* **TEXTAUSZUG**
Entscheidungsdatum
05.10.2021Norm
NatSchG NÖ 2000 §12Text
IM NAMEN DER REPUBLIK
Das Landesverwaltungsgericht Niederösterreich erkennt durch Mag. Dr. Grünstäudl als Einzelrichter über die Beschwerden 1. der A, ***, ***, 2. des B, ***, ***, gegen den Bescheid der Bezirkshauptmannschaft Gmünd vom 6. Juli 2021, Zl. ***, betreffend Erklärung zum Naturdenkmal nach Durchführung einer öffentlichen mündlichen Verhandlung zu Recht:
1. Den Beschwerden wird insoweit Folge gegeben, als im Spruch des angefochtenen Bescheides
- die Wortfolge „Folgende Auflagen sind einzuhalten:“ ersetzt wird durch die Wortfolge „Es wird folgende mitgeschützte Umgebung definiert und nachstehende Ausnahmen vom Eingriffsverbot für zulässig erklärt:“,
- der Punkt 3. lautet wie folgt: „3. Die anderen Bäume und Sträucher an den Granitblöcken („***“) dürfen entfernt werden.“,
- der Punkt 4. zur Gänze entfällt. Im Übrigen bleibt der Spruch des angefochtenen Bescheides aufrecht.

* **QUELLDATENSÄTZE**
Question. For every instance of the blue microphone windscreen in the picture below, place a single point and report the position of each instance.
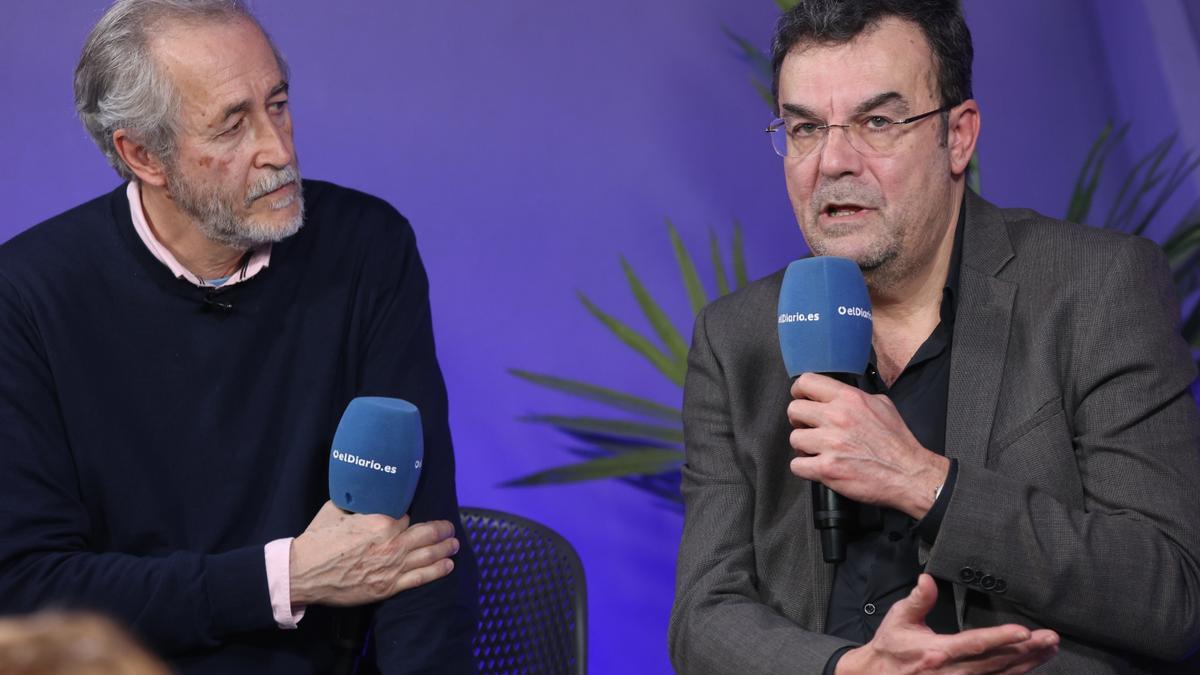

==

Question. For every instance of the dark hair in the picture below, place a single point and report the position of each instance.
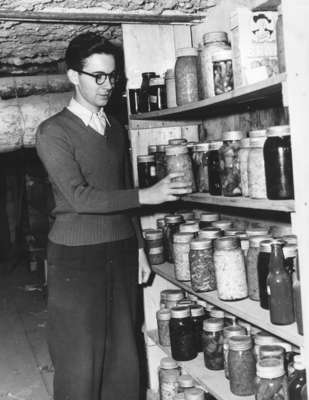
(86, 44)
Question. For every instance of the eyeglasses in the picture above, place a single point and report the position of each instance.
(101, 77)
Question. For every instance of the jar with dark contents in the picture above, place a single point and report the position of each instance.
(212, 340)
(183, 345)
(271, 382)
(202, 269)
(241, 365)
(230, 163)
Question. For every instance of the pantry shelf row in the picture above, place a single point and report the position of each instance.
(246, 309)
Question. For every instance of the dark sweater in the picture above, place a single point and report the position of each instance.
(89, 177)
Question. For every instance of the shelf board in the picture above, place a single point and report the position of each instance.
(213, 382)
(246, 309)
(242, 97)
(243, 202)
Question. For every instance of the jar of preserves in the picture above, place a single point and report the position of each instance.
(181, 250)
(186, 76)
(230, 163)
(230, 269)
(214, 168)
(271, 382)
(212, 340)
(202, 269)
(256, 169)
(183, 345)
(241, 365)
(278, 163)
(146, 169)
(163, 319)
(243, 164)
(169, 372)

==

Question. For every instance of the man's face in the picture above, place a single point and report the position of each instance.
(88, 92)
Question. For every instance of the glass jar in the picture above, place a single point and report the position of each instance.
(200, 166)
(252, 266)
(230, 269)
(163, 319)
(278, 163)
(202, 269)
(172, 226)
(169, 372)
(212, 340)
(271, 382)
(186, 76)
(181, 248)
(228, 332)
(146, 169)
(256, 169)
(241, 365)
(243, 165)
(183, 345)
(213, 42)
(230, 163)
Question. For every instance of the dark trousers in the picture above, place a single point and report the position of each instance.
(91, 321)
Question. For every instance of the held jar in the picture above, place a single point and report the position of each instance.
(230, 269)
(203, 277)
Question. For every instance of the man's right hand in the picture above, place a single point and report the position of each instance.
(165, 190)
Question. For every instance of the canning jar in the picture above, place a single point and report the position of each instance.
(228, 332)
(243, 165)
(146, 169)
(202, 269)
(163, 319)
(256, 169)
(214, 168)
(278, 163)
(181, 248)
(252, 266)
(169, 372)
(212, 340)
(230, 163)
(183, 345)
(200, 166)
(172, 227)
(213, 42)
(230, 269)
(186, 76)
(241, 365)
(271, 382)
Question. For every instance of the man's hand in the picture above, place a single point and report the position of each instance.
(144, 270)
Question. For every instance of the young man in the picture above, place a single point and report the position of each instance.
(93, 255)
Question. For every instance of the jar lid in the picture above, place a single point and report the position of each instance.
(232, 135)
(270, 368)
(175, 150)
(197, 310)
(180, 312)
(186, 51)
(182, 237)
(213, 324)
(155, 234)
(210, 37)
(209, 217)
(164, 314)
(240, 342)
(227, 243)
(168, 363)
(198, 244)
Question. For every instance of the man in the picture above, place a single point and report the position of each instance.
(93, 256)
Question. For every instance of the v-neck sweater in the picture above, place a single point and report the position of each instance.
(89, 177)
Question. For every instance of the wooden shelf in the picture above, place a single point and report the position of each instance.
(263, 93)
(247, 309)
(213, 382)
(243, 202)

* **SCHRIFTLICHE AUFGABEN**
1. Suche in den Datensätzen jede Zeile, die die Zeichenfolge „shelf“ enthält, und schreibe sie ab. Achte dabei auf Groß- und Kleinschreibung.
2. Schreibe den Textauszug über die Erklärung zum Naturdenkmal im Anschluss an seinen letzten Satz weiter.
Der Textauszug und die Datensätze haben inhaltlich nichts miteinander zu tun.

* **LÖSUNGEN**
1.
Question. For every instance of the pantry shelf row in the picture above, place a single point and report the position of each instance.
Question. For every instance of the shelf board in the picture above, place a single point and report the position of each instance.
Question. For every instance of the wooden shelf in the picture above, place a single point and report the position of each instance.

2.
2. Gegen dieses Erkenntnis ist eine ordentliche Revision nicht zulässig.
Rechtsgrundlagen:
§ 28 Abs. 1 Verwaltungsgerichtsverfahrensgesetz – VwGVG
§ 25a Verwaltungsgerichtshofgesetz 1985 – VwGG
§ 12 Abs. 1 – 4 NÖ Naturschutzgesetz 2000 – NÖ NSchG 2000
Entscheidungsgründe:
1. Zum verwaltungsbehördlichen Verfahren:
1.1. Mit Schreiben vom 6. April 2021 regte C bei der Bezirkshauptmannschaft Gmünd (in der Folge: belangte Behörde) an, einen alten Eichenbaum und die dazugehörige Steinformation in *** unter Naturdenkmalschutz zu stellen. Der Eichenbaum und der „***“ seien weitgehend naturbelassen und befänden sich auf dem Grundstück seiner Mutter, Frau A (in der Folge: Erst-Beschwerdeführerin), in ***.
1.2. Am 26. April 2021 wurde die Steinformation und die darauf befindlichen zwei Eichen vom Amtssachverständigen für Naturschutz, D, begutachtet. Befund und Gutachten wurden der Erst-Beschwerdeführerin zur Stellungnahme übermittelt. Diese führte in ihrer Stellungnahme vom 19. Mai 2021 aus, dass sie dem Gutachten zustimme, jedoch am Baum- und Strauchbewuchs am Grundstück weiterhin reduzierende Pflegemaßnahmen durchführen wolle, um eine Verwilderung des Grundstücks zu verhindern. Auch den alten Hühner- und Ziegenstall unter einer der beiden Eichen wolle sie nicht abreißen.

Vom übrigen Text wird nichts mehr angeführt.